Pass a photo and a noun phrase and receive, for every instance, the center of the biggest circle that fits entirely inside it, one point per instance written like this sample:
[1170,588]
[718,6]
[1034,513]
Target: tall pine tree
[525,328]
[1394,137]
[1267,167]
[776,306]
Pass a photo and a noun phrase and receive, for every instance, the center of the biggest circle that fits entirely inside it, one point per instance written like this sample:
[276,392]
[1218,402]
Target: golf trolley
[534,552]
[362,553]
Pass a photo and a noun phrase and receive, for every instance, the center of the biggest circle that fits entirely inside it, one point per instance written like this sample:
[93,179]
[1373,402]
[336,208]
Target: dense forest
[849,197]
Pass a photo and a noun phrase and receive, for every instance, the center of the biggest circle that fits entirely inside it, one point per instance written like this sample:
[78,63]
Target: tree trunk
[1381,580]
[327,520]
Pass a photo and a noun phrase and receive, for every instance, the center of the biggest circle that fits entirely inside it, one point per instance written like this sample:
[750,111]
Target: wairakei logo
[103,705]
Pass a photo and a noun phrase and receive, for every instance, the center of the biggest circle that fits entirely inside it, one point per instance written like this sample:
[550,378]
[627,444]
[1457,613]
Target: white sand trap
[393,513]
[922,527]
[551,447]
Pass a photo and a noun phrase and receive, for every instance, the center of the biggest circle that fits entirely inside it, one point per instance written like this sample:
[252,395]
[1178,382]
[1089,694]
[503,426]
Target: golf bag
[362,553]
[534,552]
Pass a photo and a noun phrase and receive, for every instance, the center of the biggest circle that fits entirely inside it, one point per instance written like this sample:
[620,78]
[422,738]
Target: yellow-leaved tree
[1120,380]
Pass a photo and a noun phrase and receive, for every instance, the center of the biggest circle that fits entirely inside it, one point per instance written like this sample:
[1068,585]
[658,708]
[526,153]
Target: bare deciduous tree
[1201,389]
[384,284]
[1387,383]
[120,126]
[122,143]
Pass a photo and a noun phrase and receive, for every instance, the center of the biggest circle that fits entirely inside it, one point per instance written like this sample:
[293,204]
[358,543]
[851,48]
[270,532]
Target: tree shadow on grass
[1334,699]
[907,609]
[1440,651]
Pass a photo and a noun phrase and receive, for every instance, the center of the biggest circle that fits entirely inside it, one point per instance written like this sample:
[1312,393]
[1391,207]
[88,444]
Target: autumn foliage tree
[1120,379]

------

Exercise. Pull out each line in the rows above that contains the word "golf".

Result of this exercise.
Target: golf trolley
Target: golf bag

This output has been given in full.